* What you should do: Reproduce verbatim the lines of the records starting at the line containing "like [1157, 300]." and ending at the line containing "[1033, 170]", including both of those lines. Leave any pictures out of your reply.

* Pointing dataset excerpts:
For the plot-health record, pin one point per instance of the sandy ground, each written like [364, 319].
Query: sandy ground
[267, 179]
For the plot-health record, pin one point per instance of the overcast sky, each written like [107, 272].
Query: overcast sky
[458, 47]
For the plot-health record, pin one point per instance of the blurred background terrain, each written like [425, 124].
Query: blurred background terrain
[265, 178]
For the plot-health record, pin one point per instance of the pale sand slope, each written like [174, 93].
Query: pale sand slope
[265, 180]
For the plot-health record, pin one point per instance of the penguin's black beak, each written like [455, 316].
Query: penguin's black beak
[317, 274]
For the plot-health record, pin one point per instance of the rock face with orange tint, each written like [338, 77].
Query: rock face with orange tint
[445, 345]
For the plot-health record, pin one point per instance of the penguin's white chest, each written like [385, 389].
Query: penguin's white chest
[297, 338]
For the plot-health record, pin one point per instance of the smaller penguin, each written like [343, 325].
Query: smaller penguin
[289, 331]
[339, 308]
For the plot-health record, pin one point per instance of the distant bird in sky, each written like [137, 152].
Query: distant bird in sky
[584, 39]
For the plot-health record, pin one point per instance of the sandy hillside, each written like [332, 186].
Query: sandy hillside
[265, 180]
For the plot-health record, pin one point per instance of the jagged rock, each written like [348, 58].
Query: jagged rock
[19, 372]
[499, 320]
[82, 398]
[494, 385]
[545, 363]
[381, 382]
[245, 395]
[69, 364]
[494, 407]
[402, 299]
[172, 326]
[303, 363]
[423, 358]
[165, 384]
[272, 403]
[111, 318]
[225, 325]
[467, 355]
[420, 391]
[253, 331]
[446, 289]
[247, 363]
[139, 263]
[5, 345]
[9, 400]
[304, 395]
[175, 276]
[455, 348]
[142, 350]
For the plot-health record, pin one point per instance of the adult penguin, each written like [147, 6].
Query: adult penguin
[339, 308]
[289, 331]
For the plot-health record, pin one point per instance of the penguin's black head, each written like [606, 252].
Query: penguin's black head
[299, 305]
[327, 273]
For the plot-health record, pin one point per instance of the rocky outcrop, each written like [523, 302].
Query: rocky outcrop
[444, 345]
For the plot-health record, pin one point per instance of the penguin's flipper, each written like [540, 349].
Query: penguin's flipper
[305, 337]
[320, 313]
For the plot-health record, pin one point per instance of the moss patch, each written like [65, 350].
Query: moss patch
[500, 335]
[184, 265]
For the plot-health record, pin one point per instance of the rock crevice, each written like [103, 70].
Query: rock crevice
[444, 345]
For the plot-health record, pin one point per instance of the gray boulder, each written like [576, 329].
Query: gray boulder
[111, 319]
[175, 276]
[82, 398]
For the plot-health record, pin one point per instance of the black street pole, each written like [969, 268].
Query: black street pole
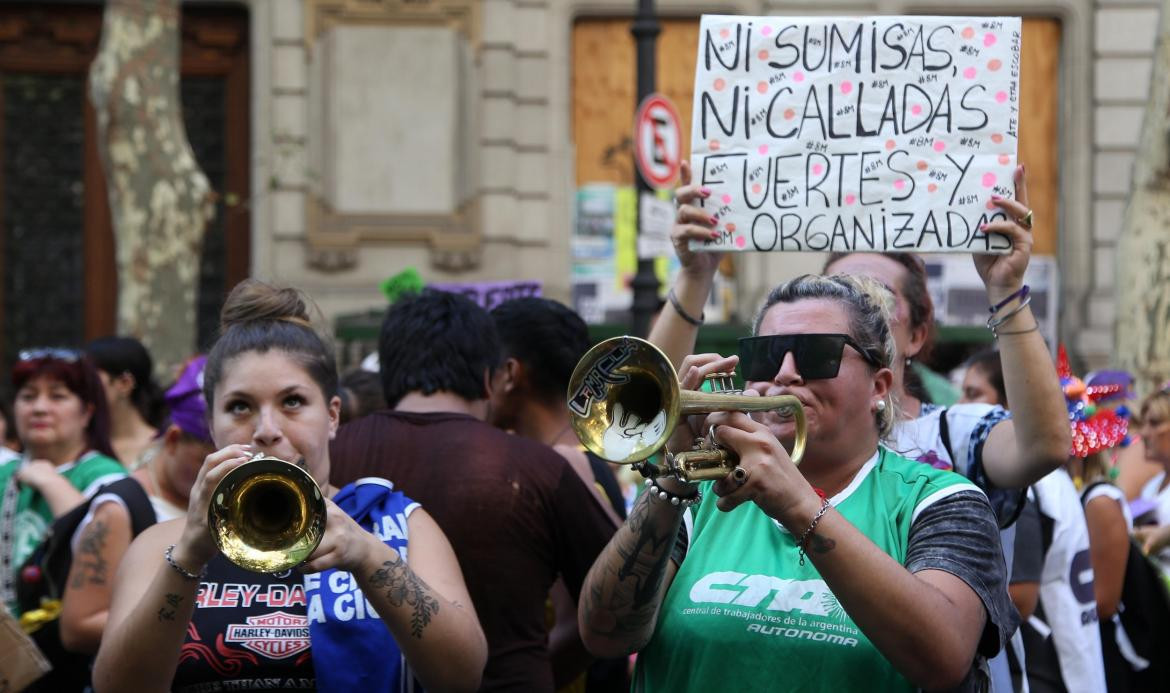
[645, 285]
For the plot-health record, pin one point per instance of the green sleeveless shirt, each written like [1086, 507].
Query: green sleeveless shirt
[743, 615]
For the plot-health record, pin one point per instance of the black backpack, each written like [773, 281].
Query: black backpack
[1144, 615]
[43, 576]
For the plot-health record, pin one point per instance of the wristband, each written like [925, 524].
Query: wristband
[678, 308]
[1020, 293]
[683, 501]
[812, 527]
[186, 574]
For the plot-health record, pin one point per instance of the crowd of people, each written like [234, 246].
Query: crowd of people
[472, 542]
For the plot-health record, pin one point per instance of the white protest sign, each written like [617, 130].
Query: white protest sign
[855, 134]
[655, 219]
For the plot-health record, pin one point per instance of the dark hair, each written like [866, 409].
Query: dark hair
[868, 306]
[988, 363]
[80, 376]
[360, 395]
[259, 316]
[546, 337]
[914, 289]
[125, 355]
[434, 342]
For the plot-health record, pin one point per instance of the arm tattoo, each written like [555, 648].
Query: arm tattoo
[821, 544]
[403, 587]
[90, 564]
[623, 602]
[172, 605]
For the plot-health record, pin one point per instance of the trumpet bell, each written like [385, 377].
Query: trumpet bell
[624, 399]
[267, 515]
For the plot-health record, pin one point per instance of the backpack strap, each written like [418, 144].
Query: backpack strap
[944, 434]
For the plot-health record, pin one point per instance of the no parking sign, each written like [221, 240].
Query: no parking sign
[658, 141]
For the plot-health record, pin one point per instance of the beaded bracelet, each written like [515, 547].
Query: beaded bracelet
[186, 574]
[1020, 293]
[678, 308]
[658, 492]
[995, 321]
[816, 520]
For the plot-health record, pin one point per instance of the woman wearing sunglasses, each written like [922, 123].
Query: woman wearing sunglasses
[840, 574]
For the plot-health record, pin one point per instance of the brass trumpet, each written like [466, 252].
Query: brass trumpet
[267, 515]
[625, 402]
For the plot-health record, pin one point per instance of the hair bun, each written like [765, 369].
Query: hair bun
[255, 301]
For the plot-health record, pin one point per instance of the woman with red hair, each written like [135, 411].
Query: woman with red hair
[63, 425]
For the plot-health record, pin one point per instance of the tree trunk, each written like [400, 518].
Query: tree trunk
[1143, 258]
[160, 200]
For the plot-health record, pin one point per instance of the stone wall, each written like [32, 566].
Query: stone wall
[521, 193]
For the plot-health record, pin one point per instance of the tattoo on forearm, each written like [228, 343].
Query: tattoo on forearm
[172, 605]
[90, 565]
[403, 587]
[820, 544]
[623, 602]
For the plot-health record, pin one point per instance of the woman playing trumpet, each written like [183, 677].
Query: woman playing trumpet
[858, 570]
[185, 618]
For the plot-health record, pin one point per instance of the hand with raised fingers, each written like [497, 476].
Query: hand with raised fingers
[692, 223]
[769, 478]
[1004, 274]
[195, 547]
[692, 374]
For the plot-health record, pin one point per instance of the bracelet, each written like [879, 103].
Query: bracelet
[1020, 293]
[1031, 329]
[995, 321]
[186, 574]
[816, 520]
[683, 501]
[678, 308]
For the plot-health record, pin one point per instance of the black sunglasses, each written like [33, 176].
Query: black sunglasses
[818, 356]
[66, 355]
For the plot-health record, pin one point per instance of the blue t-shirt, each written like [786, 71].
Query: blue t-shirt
[352, 649]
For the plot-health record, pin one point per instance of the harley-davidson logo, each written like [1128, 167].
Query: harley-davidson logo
[276, 636]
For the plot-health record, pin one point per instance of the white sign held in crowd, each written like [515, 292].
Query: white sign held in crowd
[857, 134]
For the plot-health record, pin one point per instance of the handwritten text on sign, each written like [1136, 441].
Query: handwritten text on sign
[834, 134]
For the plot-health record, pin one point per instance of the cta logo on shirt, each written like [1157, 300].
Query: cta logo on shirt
[276, 636]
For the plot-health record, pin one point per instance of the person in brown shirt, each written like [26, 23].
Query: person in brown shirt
[515, 512]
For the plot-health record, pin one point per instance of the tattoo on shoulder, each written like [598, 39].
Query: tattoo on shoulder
[89, 564]
[403, 587]
[167, 611]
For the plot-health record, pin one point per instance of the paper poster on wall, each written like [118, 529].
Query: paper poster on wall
[857, 134]
[604, 258]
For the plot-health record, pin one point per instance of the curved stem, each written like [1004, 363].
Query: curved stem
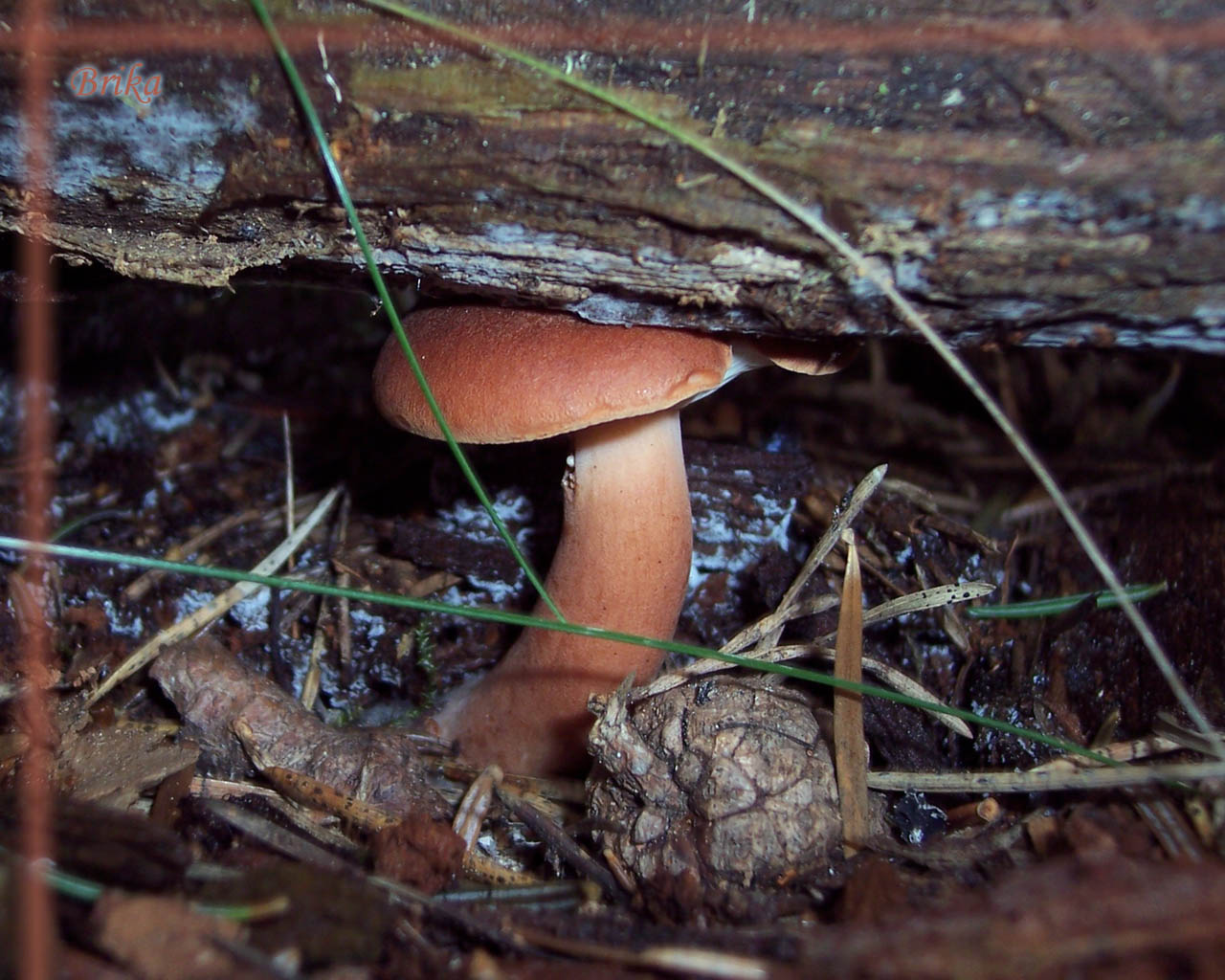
[622, 564]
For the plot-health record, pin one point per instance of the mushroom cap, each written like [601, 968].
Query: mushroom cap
[503, 375]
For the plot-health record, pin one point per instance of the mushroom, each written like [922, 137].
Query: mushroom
[502, 375]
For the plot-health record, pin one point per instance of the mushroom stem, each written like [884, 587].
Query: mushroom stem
[622, 564]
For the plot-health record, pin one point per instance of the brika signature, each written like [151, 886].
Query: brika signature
[125, 82]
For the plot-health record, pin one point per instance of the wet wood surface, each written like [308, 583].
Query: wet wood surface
[1036, 170]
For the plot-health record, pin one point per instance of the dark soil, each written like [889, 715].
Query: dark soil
[170, 414]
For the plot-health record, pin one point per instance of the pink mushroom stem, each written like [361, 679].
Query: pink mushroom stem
[622, 564]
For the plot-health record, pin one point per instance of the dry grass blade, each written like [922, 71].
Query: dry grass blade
[136, 590]
[218, 607]
[850, 750]
[842, 522]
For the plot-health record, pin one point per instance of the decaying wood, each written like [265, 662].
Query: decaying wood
[1033, 170]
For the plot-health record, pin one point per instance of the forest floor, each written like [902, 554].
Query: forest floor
[270, 766]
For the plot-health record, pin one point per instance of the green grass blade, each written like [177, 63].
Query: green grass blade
[1059, 604]
[342, 191]
[858, 267]
[520, 619]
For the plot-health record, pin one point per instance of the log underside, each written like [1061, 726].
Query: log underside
[1041, 173]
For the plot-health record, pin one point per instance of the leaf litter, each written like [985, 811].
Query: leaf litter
[314, 791]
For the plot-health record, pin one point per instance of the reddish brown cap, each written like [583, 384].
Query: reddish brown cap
[503, 375]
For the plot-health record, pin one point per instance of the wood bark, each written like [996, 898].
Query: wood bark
[1028, 170]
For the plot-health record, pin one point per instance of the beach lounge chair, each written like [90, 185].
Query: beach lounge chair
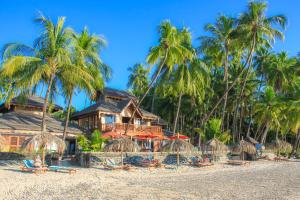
[111, 165]
[29, 167]
[62, 169]
[237, 162]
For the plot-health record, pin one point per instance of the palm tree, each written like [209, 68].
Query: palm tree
[280, 71]
[47, 60]
[138, 79]
[85, 56]
[256, 29]
[222, 41]
[267, 111]
[167, 53]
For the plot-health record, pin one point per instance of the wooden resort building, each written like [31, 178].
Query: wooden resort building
[22, 119]
[111, 114]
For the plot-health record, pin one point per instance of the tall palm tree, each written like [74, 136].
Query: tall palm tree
[167, 53]
[222, 41]
[85, 55]
[47, 60]
[280, 71]
[255, 29]
[267, 111]
[258, 30]
[138, 79]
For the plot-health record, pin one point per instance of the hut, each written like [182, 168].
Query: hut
[245, 150]
[121, 145]
[217, 148]
[177, 145]
[3, 144]
[44, 142]
[280, 146]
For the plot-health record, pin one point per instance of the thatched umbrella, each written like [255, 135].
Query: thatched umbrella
[177, 145]
[217, 147]
[3, 143]
[280, 145]
[121, 145]
[44, 141]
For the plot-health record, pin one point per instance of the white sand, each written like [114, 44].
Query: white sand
[261, 180]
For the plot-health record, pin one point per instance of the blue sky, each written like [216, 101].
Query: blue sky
[130, 27]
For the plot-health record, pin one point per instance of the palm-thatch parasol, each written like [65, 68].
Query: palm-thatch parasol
[280, 145]
[247, 147]
[121, 145]
[217, 147]
[3, 143]
[44, 141]
[177, 145]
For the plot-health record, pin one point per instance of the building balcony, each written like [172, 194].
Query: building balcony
[121, 127]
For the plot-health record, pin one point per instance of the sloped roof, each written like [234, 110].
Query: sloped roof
[32, 122]
[145, 113]
[104, 107]
[34, 101]
[117, 93]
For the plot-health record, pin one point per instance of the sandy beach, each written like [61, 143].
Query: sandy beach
[261, 180]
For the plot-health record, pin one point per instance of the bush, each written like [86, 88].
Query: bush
[96, 141]
[83, 143]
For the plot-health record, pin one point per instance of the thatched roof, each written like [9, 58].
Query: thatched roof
[280, 145]
[173, 145]
[247, 147]
[44, 140]
[27, 120]
[30, 101]
[217, 146]
[2, 143]
[121, 144]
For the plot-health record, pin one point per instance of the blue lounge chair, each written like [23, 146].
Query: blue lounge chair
[29, 167]
[111, 164]
[62, 169]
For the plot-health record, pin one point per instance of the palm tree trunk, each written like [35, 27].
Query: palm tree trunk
[148, 89]
[234, 82]
[264, 136]
[177, 114]
[175, 123]
[68, 116]
[296, 144]
[43, 128]
[226, 87]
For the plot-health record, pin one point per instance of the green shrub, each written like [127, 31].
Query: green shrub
[96, 141]
[83, 143]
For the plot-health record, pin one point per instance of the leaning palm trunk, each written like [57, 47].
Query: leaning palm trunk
[226, 88]
[44, 126]
[67, 117]
[231, 86]
[2, 143]
[175, 124]
[147, 91]
[296, 144]
[264, 136]
[44, 141]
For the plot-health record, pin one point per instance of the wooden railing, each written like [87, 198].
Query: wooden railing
[132, 127]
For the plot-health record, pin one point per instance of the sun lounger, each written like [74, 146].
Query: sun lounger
[62, 169]
[202, 164]
[278, 159]
[238, 162]
[111, 165]
[29, 167]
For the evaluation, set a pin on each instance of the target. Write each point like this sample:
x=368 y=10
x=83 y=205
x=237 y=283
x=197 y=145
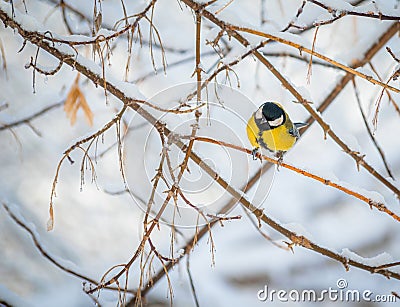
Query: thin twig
x=380 y=151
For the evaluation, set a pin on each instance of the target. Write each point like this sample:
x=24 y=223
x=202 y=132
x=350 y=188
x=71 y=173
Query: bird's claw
x=255 y=153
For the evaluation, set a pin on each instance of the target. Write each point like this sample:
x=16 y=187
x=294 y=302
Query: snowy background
x=95 y=230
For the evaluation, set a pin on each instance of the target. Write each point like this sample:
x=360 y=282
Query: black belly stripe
x=262 y=143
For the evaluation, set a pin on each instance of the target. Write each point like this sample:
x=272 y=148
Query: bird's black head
x=272 y=111
x=270 y=115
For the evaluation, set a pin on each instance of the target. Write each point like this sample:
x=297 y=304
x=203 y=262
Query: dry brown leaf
x=75 y=100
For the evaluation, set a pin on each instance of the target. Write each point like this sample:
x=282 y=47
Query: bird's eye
x=259 y=114
x=276 y=122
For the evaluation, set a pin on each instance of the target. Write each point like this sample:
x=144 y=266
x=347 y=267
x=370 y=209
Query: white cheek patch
x=259 y=114
x=277 y=122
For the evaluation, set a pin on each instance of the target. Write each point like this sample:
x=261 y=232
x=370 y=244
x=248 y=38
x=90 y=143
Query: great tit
x=271 y=128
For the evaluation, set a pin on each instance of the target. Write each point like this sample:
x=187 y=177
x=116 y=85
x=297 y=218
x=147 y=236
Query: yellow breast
x=277 y=139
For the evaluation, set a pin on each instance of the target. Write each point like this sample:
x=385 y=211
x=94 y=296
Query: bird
x=270 y=127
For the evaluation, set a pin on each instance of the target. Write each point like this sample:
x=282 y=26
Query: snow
x=95 y=230
x=378 y=260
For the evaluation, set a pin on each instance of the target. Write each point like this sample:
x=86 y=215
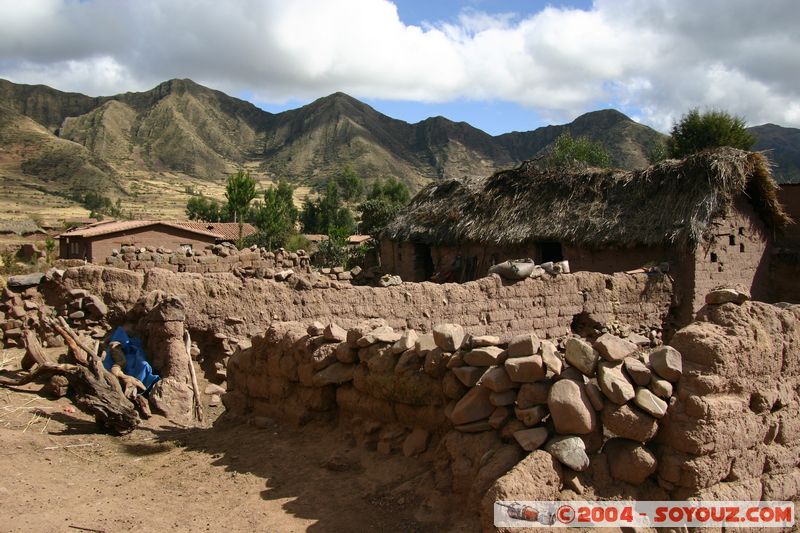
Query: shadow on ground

* Complete response:
For the plot-health record, pin one point per instance of the cta logo on shirt, each written like [1157, 300].
Query: cta logo on shirt
[276, 636]
For the plot-health record, pin one point per instance of the person in brown shirt, each written like [26, 23].
Query: person in brown shirt
[515, 512]
For the plot-health record, pin one point per instance of the tattoo on shoulder, each written like [598, 39].
Query: tattoo on shoulder
[89, 564]
[403, 587]
[167, 611]
For the plot-health record, pin one point per instance of the paper poster on wall, each written like [118, 529].
Query: paper poster on wall
[857, 134]
[604, 258]
For the plot-health record, pin one point per instance of the curved stem, each written like [1004, 363].
Query: curved stem
[622, 564]
For the plot-health record, pin one point per instance of the mushroom cap, each written like [601, 968].
Query: mushroom cap
[503, 375]
For the plot-health record, pin one point per instance of the mushroom, each written like [922, 137].
Query: mushroom
[502, 375]
For the plot-health record, pin one point per instance of the mushroom stem, each written like [884, 587].
Query: mushroom stem
[622, 564]
For the plot-health record, pin one point per instance of the brika signature, each written like [151, 886].
Query: brika signature
[125, 82]
For the plot-health record, pin one point per instance of the wet wood surface, each written like [308, 583].
Query: wet wood surface
[1036, 170]
For the plot-health record, pin one point per instance of the dark soil, each written like [889, 715].
Query: dark soil
[170, 414]
For the plot-health record, pin one point per instance of the pink mushroom stem, each written like [361, 679].
Query: pink mushroom stem
[622, 564]
For the plot-health record, pin one point per instance of the dry grass blade, each written like [922, 71].
Query: dry grass blade
[136, 590]
[218, 607]
[850, 750]
[842, 522]
For the plot-health record, pin one point per instance of the decaying wood, each written like [265, 662].
Query: decaying wood
[1033, 170]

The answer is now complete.